YOUR TASK
Make an exact copy of the lines below.

Source records
= = = = =

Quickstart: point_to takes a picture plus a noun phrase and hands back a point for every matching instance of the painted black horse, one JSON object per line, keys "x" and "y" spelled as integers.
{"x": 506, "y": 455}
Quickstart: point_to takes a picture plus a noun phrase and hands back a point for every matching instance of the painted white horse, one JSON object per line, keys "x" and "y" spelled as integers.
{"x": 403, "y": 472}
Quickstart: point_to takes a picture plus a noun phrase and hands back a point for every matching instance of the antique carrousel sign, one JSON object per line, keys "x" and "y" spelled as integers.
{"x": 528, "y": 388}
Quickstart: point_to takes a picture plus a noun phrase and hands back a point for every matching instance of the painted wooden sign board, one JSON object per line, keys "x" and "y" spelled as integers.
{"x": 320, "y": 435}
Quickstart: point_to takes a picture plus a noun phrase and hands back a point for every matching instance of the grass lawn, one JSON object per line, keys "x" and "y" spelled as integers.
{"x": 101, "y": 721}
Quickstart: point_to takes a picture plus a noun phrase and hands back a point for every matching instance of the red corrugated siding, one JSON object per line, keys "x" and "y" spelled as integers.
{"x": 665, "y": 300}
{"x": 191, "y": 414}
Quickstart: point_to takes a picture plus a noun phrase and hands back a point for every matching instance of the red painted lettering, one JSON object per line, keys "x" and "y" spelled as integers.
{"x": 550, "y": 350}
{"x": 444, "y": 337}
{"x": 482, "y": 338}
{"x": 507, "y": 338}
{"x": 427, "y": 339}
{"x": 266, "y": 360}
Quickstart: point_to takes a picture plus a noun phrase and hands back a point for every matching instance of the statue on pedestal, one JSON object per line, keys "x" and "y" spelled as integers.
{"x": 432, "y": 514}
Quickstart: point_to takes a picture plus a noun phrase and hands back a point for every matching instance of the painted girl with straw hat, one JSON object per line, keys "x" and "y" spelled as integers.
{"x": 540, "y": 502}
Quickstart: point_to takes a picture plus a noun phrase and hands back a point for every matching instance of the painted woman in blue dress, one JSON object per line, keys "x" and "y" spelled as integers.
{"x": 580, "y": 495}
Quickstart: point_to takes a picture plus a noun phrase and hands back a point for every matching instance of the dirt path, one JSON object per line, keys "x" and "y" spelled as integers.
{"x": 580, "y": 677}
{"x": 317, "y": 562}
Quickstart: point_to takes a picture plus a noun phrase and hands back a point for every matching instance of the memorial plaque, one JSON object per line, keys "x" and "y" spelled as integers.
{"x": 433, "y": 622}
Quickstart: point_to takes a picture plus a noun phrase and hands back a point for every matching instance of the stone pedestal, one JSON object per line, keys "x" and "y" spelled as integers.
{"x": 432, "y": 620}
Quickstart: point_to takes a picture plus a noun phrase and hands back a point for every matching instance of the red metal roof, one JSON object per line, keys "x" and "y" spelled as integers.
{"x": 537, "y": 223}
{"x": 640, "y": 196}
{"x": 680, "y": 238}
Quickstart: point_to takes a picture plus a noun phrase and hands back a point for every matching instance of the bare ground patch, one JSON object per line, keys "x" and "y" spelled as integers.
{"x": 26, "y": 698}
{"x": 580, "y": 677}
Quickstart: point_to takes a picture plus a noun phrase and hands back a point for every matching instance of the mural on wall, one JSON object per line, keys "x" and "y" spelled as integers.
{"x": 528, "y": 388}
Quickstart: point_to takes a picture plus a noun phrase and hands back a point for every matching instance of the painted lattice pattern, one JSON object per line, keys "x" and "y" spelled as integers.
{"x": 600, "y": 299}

= = = = =

TASK SOLUTION
Quickstart: point_to takes a picture plus a noun phrase and hands back a point for every matching instance of the painted black horse, one JSON object per line, keys "x" and "y" spelled as integers.
{"x": 506, "y": 455}
Quickstart: point_to takes a picture plus a noun phrase and hands back a point for every matching instance of the painted white horse, one JSON object per line, keys "x" and "y" spelled as integers.
{"x": 403, "y": 472}
Quickstart: point_to takes a picture plus a noun phrase and hands back a point for every matching instance of the antique carrousel sign, one JSON object per line, keys "x" and "y" spelled as integers.
{"x": 528, "y": 388}
Quickstart: point_to takes a picture plus a noun phrase and hands back a point for every matching instance of the painted wooden sign board, one JSON object per line, keys "x" and "y" spelled as integers.
{"x": 320, "y": 435}
Quickstart: point_to takes a picture plus a noun phrase and hands back a point for every matching instance of the grass lawn, one JSON object per line, keys "x" and "y" spelled as integers.
{"x": 101, "y": 721}
Quickstart: point_to takes a picture plus a noun phrase and hands back a point for every matching instance of the red corrugated siding, one JSON object per line, keys "x" and "y" spelled as integers.
{"x": 665, "y": 300}
{"x": 191, "y": 414}
Quickstart: point_to takes a picture plus a noun phrase and hands back a point for every matching instance of the red painted lettering, one JSON object per line, keys "x" and "y" spelled as integers.
{"x": 550, "y": 350}
{"x": 444, "y": 337}
{"x": 482, "y": 338}
{"x": 507, "y": 338}
{"x": 427, "y": 339}
{"x": 266, "y": 360}
Quickstart: point_to takes a picture plus a noun phrase and hands back a point for every matching instance of the statue on pedestal, one JSON object per line, keys "x" and "y" spelled as integers.
{"x": 432, "y": 514}
Quickstart: point_to takes a picture plus a noun phrase and hands back a point for every matching instance of the painted girl with straw hat, one JSON object per line, keys "x" and "y" spelled as integers.
{"x": 540, "y": 502}
Quickstart: point_to takes a picture plus a noun phrase and hands back a point for every matching instance of the painted woman in blue dress, one JSON object per line, keys "x" and "y" spelled as integers.
{"x": 580, "y": 495}
Quickstart: point_to takes a picture plus a noun phrase and hands back a point for every matching instance of the dirt path, one JSON object per line, keys "x" and "y" spelled as integers.
{"x": 580, "y": 677}
{"x": 317, "y": 562}
Quickstart: point_to takes a picture plus a noun phrase and hands back a point for every matching instance of the memorial plaque, one JSON object per line, keys "x" and "y" spelled as integers.
{"x": 433, "y": 622}
Quickstart: point_to takes a picture plus a noun phrase and hands back a point for every matching instance of the stone pedestal, one JSON object per line, keys "x" and "y" spelled as integers.
{"x": 432, "y": 620}
Quickstart: point_to takes a picture plus a noun phrase and hands back a point for every matching instance of the red metal roof, one JSON object per line, keys "x" and "y" spelled as integers.
{"x": 537, "y": 223}
{"x": 640, "y": 196}
{"x": 680, "y": 238}
Quickstart: point_to takes a picture plus a noun phrase and hands back a point for every matching instance of the bare ground patch, one JSON object per line, keys "x" and "y" spelled as integers.
{"x": 26, "y": 698}
{"x": 580, "y": 677}
Quickstart: point_to takes a picture plus a noun phrase and hands back a point for every matching instance of the mural on wall, one JSON object per line, keys "x" and "y" spelled as integers.
{"x": 528, "y": 388}
Quickstart: point_to takes a picture plus a noun phrase and hands back a point for every matching instance of the painted lattice pattern, one JSON object per line, keys "x" and "y" spelled as integers.
{"x": 600, "y": 299}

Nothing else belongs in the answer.